> Jobs
A – Answer these questions using the audio enhancement text below, one answer per line, marked as the questions are:
(i) What does the invention relate to in general?
(ii) In a basic stereo recording system, how many channels may be used, and what is each connected to?
(iii) How many separate audio channels may professional systems use?
B – Recast the paragraph of the audio enhancement text below that begins "Audio recording and playback systems" as a short bulleted list that keeps its main facts.
C – Carry on the audio enhancement text below, picking up right after its final sentence.

> Selected excerpt
╔══

1. Field of the Invention
This invention relates generally to audio enhancement systems and methods for improving the realism and dramatic effects obtainable from two channel sound reproduction. More particularly, this invention relates to apparatus and methods for enhancing multiple audio signals and mixing these audio signals into a two channel format for reproduction in a conventional playback system.
2. Description of the Related Art
Audio recording and playback systems can be characterized by the number of individual channel or tracks used to input and/or play back a group of sounds. In a basic stereo recording system, two channels each connected to a microphone may be used to record sounds detected from the distinct microphone locations. Upon playback, the sounds recording by the two channels are typically reproduced through a pair of loudspeakers, with one loudspeaker reproducing an individual channel. Providing two separate audio channels for recording permits individual processing of these channels to achieve an intended effect upon playback. Similarly, providing more discrete audio channels allows more freedom in isolating certain sounds to enable the separate processing of these sounds.
Professional audio studios use multiple channel recordings systems which can isolate and process numerous individual sounds. However, since many conventional audio reproduction devices are delivered in traditional stereo, use of a multi-channel system to record sounds requires that the sounds be “mixed” down to only two individual signals. In the professional audio recording world, studios employ such mixing methods since individual instruments and vocals of a given audio work may be initially recorded on separate tracks, but must be replayed in a stereo format found in conventional stereo systems. Professional systems may use 48 or more separate audio channels which are processed individually before receded onto two stereo tracks.

╚══

> Provided data
╔══

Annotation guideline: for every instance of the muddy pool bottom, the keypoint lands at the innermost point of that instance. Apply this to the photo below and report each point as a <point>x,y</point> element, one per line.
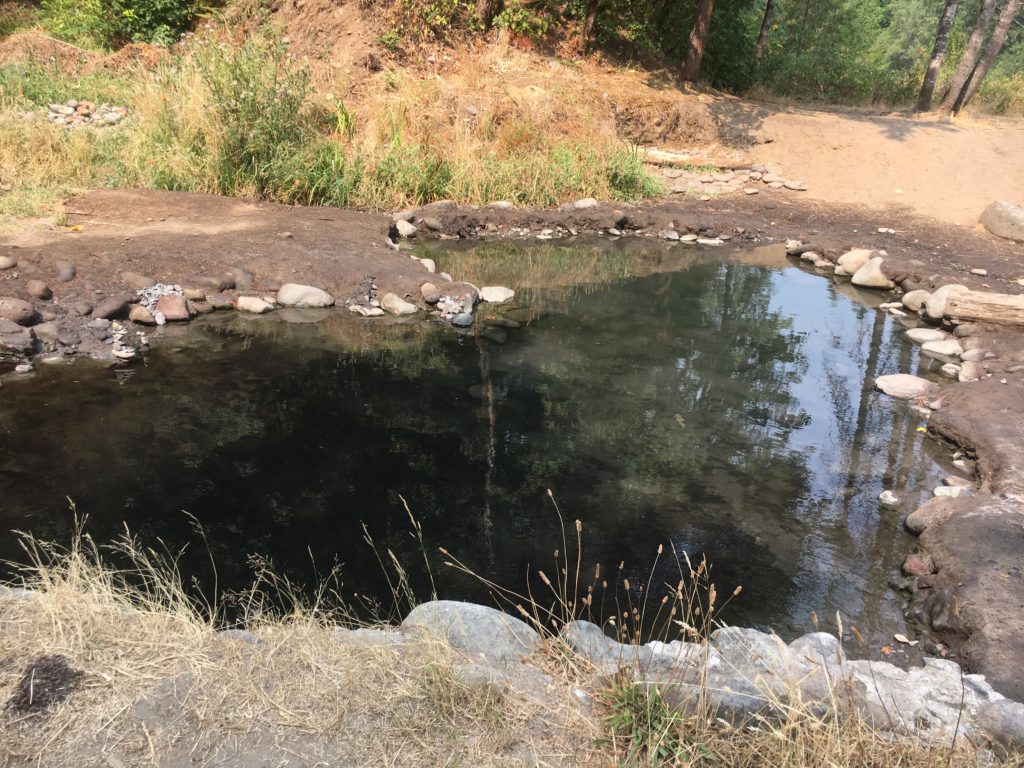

╚══

> Answer set
A –
(i) Audio enhancement systems and methods for improving the realism and dramatic effects obtainable from two channel sound reproduction.
(ii) Two channels, each connected to a microphone.
(iii) 48 or more.

B –
- Audio recording and playback systems can be characterized by the number of individual channels or tracks used to input or play back a group of sounds.
- A basic stereo system may use two channels, each connected to a microphone, to record sounds from distinct microphone locations.
- On playback, the two channels are typically reproduced through a pair of loudspeakers, each loudspeaker reproducing one channel.
- Two separate channels permit individual processing of each to achieve an intended effect on playback.
- More discrete channels allow more freedom to isolate certain sounds and process them separately.

C –
In multi-channel playback systems, i.e., deed herein as systems having more than two individual audio channels, each sound recorded from an individual channel may be separately processed and played through a corresponding speaker or speakers. Thus, sounds which are recorded from, or intended to be placed at, multiple locations about a listener, can be realistically reproduced through a dedicated speaker placed at the appropriate location. Such systems have found particular use in theaters and other audio-visual environments where a captive and fixed audience experiences both an audio and visual presentation. These systems, which include Dolby Laboratories' “Dolby Digital” system; the Digital Theater System (DTS); and Sony's Dynamic Digital Sound (SDDS), are all designed to initially record and then reproduce multi-channel sounds to provide a surround listening experience.
In the personal computer and home theater arena, recorded media is being standardized so that multiple channels, in addition to the two conventional stereo channels, are stored on such recorded media. One such standard is Dolby's AC-3 multi-channel encoding standard which provides six separate audio signals. In the Dolby AC-3 system, two audio channels are intended for playback on forward left and right speakers, two channels are reproduced on rear left and right speakers, one channel is used for a forward center dialogue speaker, and one channel is used for low-frequency and effects signals. Audio playback systems which can accommodate the reproduction of all these six channels do not require that the signals be mixed into a two channel format. However, many playback systems, including today's typical personal computer and tomorrow's personal computer/television, may have only two channel playback capability (excluding center and subwoofer channels). Accordingly, the information present in additional audio signals, apart from that of the conventional stereo signals, like those found in an AC-3 recording, must either be electronically discarded or mixed into a two channel format.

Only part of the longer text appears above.